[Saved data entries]
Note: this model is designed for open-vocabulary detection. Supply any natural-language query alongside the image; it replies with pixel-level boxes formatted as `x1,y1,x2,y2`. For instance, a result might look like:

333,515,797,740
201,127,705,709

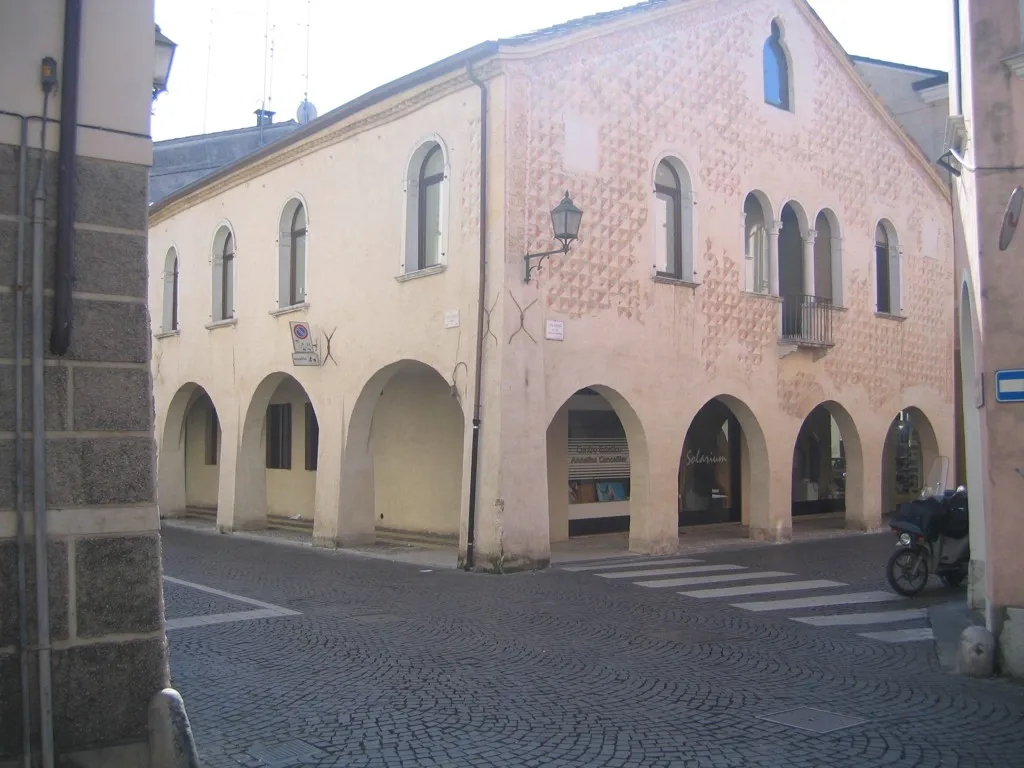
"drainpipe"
465,64,489,570
51,0,82,356
953,0,963,117
14,113,32,768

What to do
Above are the records; transcribe them exactly without the pictures.

Exercise result
Note: this model is designed for open-vocabulary detection. Supply any natural-language query alongside the image; it replies with pixel-level boxes formatted as `x1,y1,x2,y2`. For instance, a result might look like:

333,515,797,740
201,127,705,709

"drainpipe"
465,64,489,570
51,0,82,356
953,0,963,117
14,113,32,768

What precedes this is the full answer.